Can you rewrite every one of the records below as a numbered list and leave out any blank lines?

____ Records shown

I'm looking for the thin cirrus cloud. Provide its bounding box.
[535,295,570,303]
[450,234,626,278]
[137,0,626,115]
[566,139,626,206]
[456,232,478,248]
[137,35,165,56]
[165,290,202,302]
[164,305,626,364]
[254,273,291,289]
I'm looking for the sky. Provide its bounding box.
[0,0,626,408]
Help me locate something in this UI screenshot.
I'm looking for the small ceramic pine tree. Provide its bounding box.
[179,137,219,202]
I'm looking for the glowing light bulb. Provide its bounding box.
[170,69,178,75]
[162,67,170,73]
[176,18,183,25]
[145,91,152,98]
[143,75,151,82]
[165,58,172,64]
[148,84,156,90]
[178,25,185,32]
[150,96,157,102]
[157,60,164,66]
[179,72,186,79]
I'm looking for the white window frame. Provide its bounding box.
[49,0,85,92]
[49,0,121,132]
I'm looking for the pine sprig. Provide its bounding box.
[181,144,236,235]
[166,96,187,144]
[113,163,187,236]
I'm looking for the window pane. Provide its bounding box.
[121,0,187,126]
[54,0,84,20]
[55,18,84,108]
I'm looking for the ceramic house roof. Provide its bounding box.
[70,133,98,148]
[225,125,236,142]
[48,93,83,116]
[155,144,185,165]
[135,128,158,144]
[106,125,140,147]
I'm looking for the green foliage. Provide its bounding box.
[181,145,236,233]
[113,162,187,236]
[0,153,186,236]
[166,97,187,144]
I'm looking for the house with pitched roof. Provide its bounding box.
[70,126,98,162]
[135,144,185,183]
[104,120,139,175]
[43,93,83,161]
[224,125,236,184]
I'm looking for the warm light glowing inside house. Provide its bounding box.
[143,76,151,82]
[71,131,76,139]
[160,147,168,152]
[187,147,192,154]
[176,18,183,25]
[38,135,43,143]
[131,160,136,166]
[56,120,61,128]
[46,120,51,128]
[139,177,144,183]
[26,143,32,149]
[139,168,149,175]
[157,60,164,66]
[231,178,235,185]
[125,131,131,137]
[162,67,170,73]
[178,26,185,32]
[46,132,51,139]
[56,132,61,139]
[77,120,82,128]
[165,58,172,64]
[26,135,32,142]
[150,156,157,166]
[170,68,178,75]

________

■ **Written solution**
1. I'm looking for the thin cirrus cloud. Provide its bounding box.
2. [535,295,570,303]
3. [450,234,626,278]
4. [137,0,626,115]
5. [566,139,626,206]
6. [456,232,478,248]
7. [137,35,165,56]
8. [165,290,202,302]
9. [164,305,626,364]
10. [254,273,291,289]
11. I'm looking for the sky. Provide its bounding box.
12. [0,0,626,408]
13. Help me locate something in this UI screenshot.
14. I'm looking for the small ceramic pine tree. Provide its bounding box.
15. [179,137,219,202]
16. I'm looking for the glowing light bulb. Provide its bounding box.
17. [170,69,178,75]
18. [162,67,170,73]
19. [176,18,183,25]
20. [145,91,152,98]
21. [143,75,151,82]
22. [165,58,172,64]
23. [148,84,156,90]
24. [178,25,185,32]
25. [150,96,157,102]
26. [157,60,164,66]
27. [179,72,186,79]
28. I'm looking for the white window frame. Provide its bounding box.
29. [49,0,85,92]
30. [49,0,121,132]
31. I'm looking for the pine sprig. Provide its bounding box.
32. [181,144,236,235]
33. [166,96,187,144]
34. [113,163,187,236]
35. I'm looking for the window pane. Provide its bounding box.
36. [121,0,187,126]
37. [54,0,84,20]
38. [55,18,84,108]
39. I'm looking for the ceramic house roof. Provide its bounding box.
40. [70,133,98,148]
41. [225,125,236,142]
42. [48,93,83,116]
43. [155,144,185,165]
44. [135,128,158,144]
45. [106,125,140,147]
46. I'm looking for the green foliage. Provide its bounding box.
47. [181,145,236,233]
48. [113,162,187,236]
49. [0,153,186,236]
50. [166,97,187,144]
51. I'm looking for the house with pitched roof. Provide its bounding box.
52. [70,126,98,162]
53. [135,144,185,183]
54. [104,120,139,175]
55. [43,93,83,161]
56. [224,125,236,184]
57. I'm looking for the warm light glowing inside house. Provide its bounding box.
58. [143,76,151,82]
59. [71,131,76,139]
60. [160,147,168,152]
61. [187,147,192,154]
62. [176,18,183,25]
63. [38,135,43,143]
64. [131,160,136,166]
65. [56,120,61,128]
66. [46,120,51,128]
67. [139,177,144,183]
68. [26,143,32,149]
69. [139,168,149,175]
70. [157,60,164,66]
71. [231,178,235,185]
72. [125,131,131,137]
73. [162,67,170,73]
74. [178,26,185,32]
75. [46,132,51,139]
76. [56,132,61,139]
77. [77,120,82,128]
78. [165,58,172,64]
79. [26,135,32,142]
80. [150,156,157,166]
81. [170,68,178,75]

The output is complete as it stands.